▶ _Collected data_
+---+

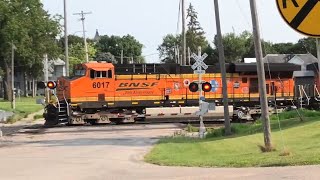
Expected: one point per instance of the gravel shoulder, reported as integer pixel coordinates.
(112, 152)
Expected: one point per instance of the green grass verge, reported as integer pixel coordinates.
(24, 107)
(299, 140)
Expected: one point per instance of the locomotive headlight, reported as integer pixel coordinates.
(51, 85)
(206, 87)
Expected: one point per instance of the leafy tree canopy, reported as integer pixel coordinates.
(131, 47)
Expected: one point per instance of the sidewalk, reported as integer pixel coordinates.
(9, 129)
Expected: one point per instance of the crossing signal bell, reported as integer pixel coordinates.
(51, 85)
(193, 87)
(206, 87)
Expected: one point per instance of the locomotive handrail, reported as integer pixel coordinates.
(54, 94)
(67, 104)
(316, 90)
(304, 92)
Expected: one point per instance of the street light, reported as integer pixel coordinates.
(121, 53)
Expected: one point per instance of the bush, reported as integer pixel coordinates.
(38, 116)
(191, 128)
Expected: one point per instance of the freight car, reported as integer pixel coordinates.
(100, 92)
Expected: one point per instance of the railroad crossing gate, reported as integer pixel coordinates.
(301, 15)
(199, 64)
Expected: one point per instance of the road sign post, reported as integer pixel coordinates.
(197, 67)
(303, 15)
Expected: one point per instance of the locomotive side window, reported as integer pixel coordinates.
(254, 85)
(92, 73)
(109, 73)
(98, 74)
(104, 74)
(244, 80)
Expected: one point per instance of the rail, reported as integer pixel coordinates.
(303, 92)
(67, 104)
(316, 93)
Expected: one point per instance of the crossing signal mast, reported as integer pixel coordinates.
(194, 87)
(200, 86)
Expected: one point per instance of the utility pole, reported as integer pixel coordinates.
(202, 128)
(318, 54)
(223, 71)
(13, 104)
(184, 41)
(261, 77)
(66, 38)
(84, 32)
(121, 56)
(46, 77)
(189, 55)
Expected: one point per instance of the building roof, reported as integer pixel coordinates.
(290, 58)
(99, 66)
(97, 36)
(58, 62)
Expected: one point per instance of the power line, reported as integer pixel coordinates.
(84, 32)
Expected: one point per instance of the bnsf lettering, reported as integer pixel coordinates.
(137, 85)
(134, 85)
(98, 85)
(123, 85)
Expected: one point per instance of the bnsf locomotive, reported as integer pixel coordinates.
(101, 92)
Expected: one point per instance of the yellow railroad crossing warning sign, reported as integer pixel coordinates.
(301, 15)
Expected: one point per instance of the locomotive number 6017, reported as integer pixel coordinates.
(100, 85)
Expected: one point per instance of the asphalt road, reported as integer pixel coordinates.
(111, 152)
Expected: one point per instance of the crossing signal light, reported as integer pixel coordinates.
(51, 85)
(41, 85)
(206, 87)
(193, 87)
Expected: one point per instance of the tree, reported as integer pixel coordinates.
(168, 49)
(235, 46)
(195, 34)
(77, 54)
(32, 30)
(108, 57)
(115, 44)
(171, 44)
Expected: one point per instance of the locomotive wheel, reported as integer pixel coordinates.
(255, 117)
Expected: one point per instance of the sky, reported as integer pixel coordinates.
(150, 20)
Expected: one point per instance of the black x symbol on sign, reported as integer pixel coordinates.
(303, 13)
(284, 3)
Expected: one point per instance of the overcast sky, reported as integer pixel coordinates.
(150, 20)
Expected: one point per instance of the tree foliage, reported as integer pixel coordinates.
(32, 30)
(195, 34)
(168, 48)
(131, 47)
(77, 54)
(171, 45)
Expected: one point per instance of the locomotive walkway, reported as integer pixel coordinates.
(111, 152)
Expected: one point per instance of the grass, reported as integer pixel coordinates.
(297, 144)
(24, 107)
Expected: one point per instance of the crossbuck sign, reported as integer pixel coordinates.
(199, 64)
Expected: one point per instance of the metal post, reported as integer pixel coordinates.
(13, 105)
(223, 71)
(66, 38)
(84, 37)
(84, 33)
(261, 77)
(121, 56)
(202, 129)
(318, 54)
(184, 41)
(46, 77)
(189, 55)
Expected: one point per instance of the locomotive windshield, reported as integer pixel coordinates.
(79, 70)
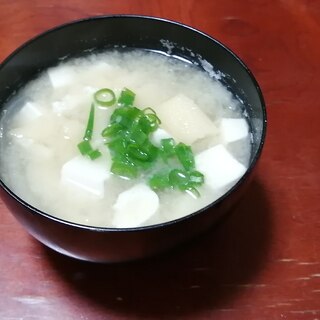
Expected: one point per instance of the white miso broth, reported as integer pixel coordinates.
(42, 125)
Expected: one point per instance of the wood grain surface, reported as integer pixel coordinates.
(264, 261)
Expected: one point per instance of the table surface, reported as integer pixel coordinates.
(264, 261)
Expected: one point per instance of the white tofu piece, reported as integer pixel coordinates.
(158, 135)
(86, 174)
(135, 206)
(21, 138)
(219, 167)
(149, 94)
(182, 118)
(29, 112)
(61, 76)
(233, 129)
(67, 103)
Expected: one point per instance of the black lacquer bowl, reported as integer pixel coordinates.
(98, 33)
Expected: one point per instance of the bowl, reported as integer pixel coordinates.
(72, 39)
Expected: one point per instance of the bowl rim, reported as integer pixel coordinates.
(169, 223)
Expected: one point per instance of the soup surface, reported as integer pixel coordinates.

+---+

▶ _About this task_
Quote every entry exactly, with the pictures omitted.

▶ _Solution_
Expected: one point per instance of the gravel shoulder, reported as integer pixel coordinates.
(112, 152)
Expected: one point per instance of the green grass verge, reported as integer pixel coordinates.
(24, 107)
(299, 140)
Expected: one point per instance of the locomotive headlight, reported as integer pixel coordinates.
(51, 85)
(206, 87)
Expected: one point per instance of the leafy tree canopy, reported as integer pixel coordinates.
(131, 47)
Expected: one point per instance of the sidewalk, reported as integer pixel coordinates.
(9, 129)
Expected: one point per instance of the crossing signal bell, reported as integer pixel coordinates.
(51, 85)
(193, 87)
(206, 87)
Expected: one point per instance of the locomotive handrail, reported as integer pixel coordinates.
(54, 94)
(67, 104)
(316, 90)
(304, 92)
Expected: one point per instance of the street light, reported as integer pixel coordinates.
(121, 53)
Expected: one point per instance of the bush, reported as integer pixel coordinates.
(38, 116)
(191, 128)
Expected: one point per instance of the freight car, reported as integer pixel coordinates.
(100, 92)
Expected: one point per instance of the railroad crossing gate, reported as integer pixel coordinates.
(301, 15)
(199, 64)
Expected: one point per instance of the road sign post, reported as integer pixel coordinates.
(197, 67)
(303, 15)
Expected: one point per instance of the locomotive side window, reported as integer pixel coordinates.
(254, 85)
(92, 73)
(109, 73)
(98, 74)
(104, 74)
(244, 80)
Expected: one point per instance of the rail, reported as integer pixel coordinates.
(303, 92)
(67, 104)
(316, 93)
Expected: one point per instance of the crossing signal mast, reported as integer pixel coordinates.
(194, 87)
(200, 86)
Expected: one point per instance of the utility pole, reported as integer pixel coordinates.
(202, 128)
(318, 54)
(223, 71)
(13, 104)
(184, 41)
(261, 77)
(66, 38)
(84, 32)
(121, 56)
(46, 77)
(189, 55)
Expected: one point per instance of the building roof, reported as integer pixel coordinates.
(290, 58)
(99, 66)
(97, 36)
(58, 62)
Expected: one point per instance of the power line, reported as integer pixel coordinates.
(84, 32)
Expected: one point per instance of the bnsf lettering, reported as integer pixel coordinates.
(137, 85)
(134, 85)
(98, 85)
(123, 85)
Expected: one point per instance of the bnsf locomotive, reported as integer pixel coordinates.
(101, 92)
Expected: one point per instance of the yellow railroad crossing warning sign, reported as integer pixel coordinates.
(301, 15)
Expected: one point per instance of the locomotive number 6017, reported as integer pixel coordinates.
(100, 85)
Expected: one point per instance of the asphalt road, reported as integer pixel coordinates.
(111, 152)
Expected: one point per instance of the crossing signal light, reported as integer pixel coordinates.
(51, 85)
(41, 85)
(206, 87)
(193, 87)
Expected: one point per instance of the tree, reported as integer pixel coordinates.
(168, 49)
(235, 46)
(195, 34)
(77, 54)
(32, 30)
(108, 57)
(115, 44)
(171, 44)
Expected: one point per instance of the locomotive wheel, reported as integer pixel coordinates.
(255, 117)
Expected: one point per instance of the sky, reported as integer pixel coordinates.
(150, 20)
Expected: one point per instance of the black x symbol on sign, reported as integer pixel coordinates.
(303, 13)
(284, 3)
Expected: one point per instance of the overcast sky, reported as integer pixel coordinates.
(150, 20)
Expected: one point per instance of the tree foliage, reported as integer pixel coordinates.
(32, 30)
(195, 34)
(168, 48)
(131, 47)
(77, 54)
(171, 45)
Expected: one point per instance of the locomotive walkway, reported as integer pixel coordinates.
(111, 152)
Expected: one point per instance of the grass, reported as integer pixel coordinates.
(297, 144)
(24, 107)
Expected: one point per instance of the crossbuck sign, reported as integer pixel coordinates.
(199, 64)
Expected: one point per instance of the metal post, reported as integer pixel coordinates.
(13, 105)
(223, 71)
(66, 38)
(84, 37)
(84, 33)
(261, 77)
(121, 56)
(202, 129)
(318, 54)
(184, 41)
(46, 77)
(189, 55)
Expected: one point per instance of the locomotive windshield, reported as integer pixel coordinates.
(79, 70)
Expected: one point per instance of the white miso broth, reported as integer pixel coordinates.
(42, 125)
Expected: one point per instance of the wood grain surface, reported as integer pixel coordinates.
(264, 261)
Expected: one point per instance of the table surface, reported as integer pixel coordinates.
(264, 261)
Expected: one point per instance of the white tofu piece, reported as integer pixel coordinates.
(158, 135)
(86, 174)
(135, 206)
(21, 138)
(219, 167)
(149, 94)
(182, 118)
(29, 112)
(61, 76)
(233, 129)
(67, 103)
Expected: one point per instance of the black lacquer bowl, reported as integer pixel coordinates.
(98, 33)
Expected: one point per instance of the bowl, reported as integer pixel coordinates.
(72, 39)
Expected: one point per instance of the bowl rim, reported as integer pixel coordinates.
(169, 223)
Expected: one point per instance of the soup surface, reported as integer pixel coordinates.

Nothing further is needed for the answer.